20/07/2008

Enxergando no escuro - Sobre Dirigindo no Escuro (2002)


Precisamos sempre acreditar em certas coisas para levar a vida adiante de forma tranquila – por exemplo, que o chão sob nossos pés não vai ceder. Em outros momentos isso pode se repetir de forma análoga - como não querer um chão para pisar, uma linha para seguir, para entender melhor as coisas? No caso de filmes, é natural que se queira ter estas linhas de entendimento coerentes para digerir – não apenas as linhas narrativas, as historinhas dos personagens, mas também todas as outras ligações que construímos entre coisas distintas – comparando filmes de um mesmo autor, de uma mesma época ou de um mesmo gênero. Entendemos as criações e os eventos que as produziram esvaziando-as do que têm de único em prol do que têm em comum. O que poderíamos esperar e entender de criações específicas, produzidas através da reunião de talentos e acasos únicos? Nosso entendimento, de certa maneira, foge do que surge e se foca no que transcende, no que permanece. Precisamos acreditar em certas coisas.

**Requisitos**:
a) Reescreva de forma mais enxuta o parágrafo do trecho do texto que começa com "Precisamos sempre acreditar em certas coisas", conservando suas ideias principais.
b) Dê seguimento ao texto sobre Dirigindo no Escuro, começando logo depois de sua última frase.

**Dados fornecidos**:

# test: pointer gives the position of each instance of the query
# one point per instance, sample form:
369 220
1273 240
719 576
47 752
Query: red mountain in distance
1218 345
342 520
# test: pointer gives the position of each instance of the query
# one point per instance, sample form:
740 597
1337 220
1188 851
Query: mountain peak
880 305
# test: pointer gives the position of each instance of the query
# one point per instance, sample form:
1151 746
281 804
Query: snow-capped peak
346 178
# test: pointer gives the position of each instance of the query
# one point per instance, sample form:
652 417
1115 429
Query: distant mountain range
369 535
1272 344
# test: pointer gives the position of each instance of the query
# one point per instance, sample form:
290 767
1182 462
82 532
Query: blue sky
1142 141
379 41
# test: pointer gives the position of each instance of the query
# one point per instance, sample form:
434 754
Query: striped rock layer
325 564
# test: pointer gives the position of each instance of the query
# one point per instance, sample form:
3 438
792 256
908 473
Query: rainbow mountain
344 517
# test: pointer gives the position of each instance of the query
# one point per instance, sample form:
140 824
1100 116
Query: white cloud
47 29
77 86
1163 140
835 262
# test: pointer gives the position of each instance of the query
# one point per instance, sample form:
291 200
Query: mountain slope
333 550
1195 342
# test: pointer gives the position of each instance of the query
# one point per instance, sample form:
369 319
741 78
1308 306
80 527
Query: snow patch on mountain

**Resultados do exercício**:
a) Para viver com tranquilidade, precisamos acreditar em certas coisas, como que o chão não vai ceder, e também queremos linhas que nos ajudem a entender. Nos filmes, é natural buscar linhas de entendimento coerentes: não só as narrativas, mas também as ligações que fazemos ao comparar obras de um mesmo autor, época ou gênero. Com isso, esvaziamos as criações do que têm de único em favor do que têm em comum, e nosso entendimento deixa de lado o que surge para se concentrar no que transcende e permanece.

b)
Não podemos aceitar um diretor cego. Não é possível aceitar que o olhar siga ao acaso. O cinema pode registrar o acaso em frente à câmera, mas é inaceitável para nós que o acaso comande o olhar, que o olhar que construímos a partir do filme não tenha uma linha lógica criada por alguém.
De certa maneira o filme mais recente de Woody Allen, Dirigindo no Escuro (Hollywood Ending no título original em inglês, algo como "Final Hollywoodiano" ou "Final de Hollywood"), pode sugerir que um filme dirigido por um cego não tem como ser bom. Não importa que o roteiro tivesse sido elogiado, não importa que a produção fosse eficiente, que no set estivessem técnicos e atores bons (em tese) ou que o diretor já tivesse visão na montagem: se o realizador não enxerga o plano filmado, o filme não presta. Ponto, parágrafo.
Será? Do filme, pelo menos no filme, os franceses gostaram. Para alguns foi fácil interpretar – é puro pedantismo. Uma piada do realizador.
Será mesmo? E se o filme do cego tiver lá suas qualidades? Por bizarro que seja, nosso olhar sobre o cinema pode crescer se pudermos incluir o acaso como possibilidade. Talvez os franceses estivessem certos.
Não é bem isso que o filme exibe – os produtores, a crítica e o público americanos acham o filme péssimo, e o próprio realizador confessa que tem a mesma opinião, desde que examina o copião, antes da montagem.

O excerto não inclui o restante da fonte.